* [Input records]:
---------------
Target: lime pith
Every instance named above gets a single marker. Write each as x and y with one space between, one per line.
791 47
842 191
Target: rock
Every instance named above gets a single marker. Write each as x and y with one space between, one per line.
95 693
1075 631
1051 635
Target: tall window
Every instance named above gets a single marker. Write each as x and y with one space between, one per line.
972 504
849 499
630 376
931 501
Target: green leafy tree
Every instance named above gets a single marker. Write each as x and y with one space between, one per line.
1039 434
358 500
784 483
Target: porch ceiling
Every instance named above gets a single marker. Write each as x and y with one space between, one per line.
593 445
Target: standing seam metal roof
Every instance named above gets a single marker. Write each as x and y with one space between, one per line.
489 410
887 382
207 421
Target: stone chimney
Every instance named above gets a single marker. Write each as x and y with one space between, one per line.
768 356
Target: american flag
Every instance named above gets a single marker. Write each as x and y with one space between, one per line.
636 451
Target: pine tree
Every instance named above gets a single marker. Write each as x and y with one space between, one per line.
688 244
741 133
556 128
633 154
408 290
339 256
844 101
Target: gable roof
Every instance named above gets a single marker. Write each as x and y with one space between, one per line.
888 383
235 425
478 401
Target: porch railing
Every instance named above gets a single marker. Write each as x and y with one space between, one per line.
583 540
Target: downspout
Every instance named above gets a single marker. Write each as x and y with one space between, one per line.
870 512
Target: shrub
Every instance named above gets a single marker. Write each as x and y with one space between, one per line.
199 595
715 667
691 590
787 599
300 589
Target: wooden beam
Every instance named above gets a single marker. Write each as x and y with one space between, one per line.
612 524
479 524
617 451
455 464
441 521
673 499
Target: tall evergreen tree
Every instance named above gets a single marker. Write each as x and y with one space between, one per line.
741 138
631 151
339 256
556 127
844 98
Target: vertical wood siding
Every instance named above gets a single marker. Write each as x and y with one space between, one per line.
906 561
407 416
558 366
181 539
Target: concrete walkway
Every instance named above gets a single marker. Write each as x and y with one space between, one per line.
---------------
* [Task brief]:
Across the records above, return every line that contains the word "tall".

* [Output of the exercise]:
Target: tall window
Target: tall evergreen tree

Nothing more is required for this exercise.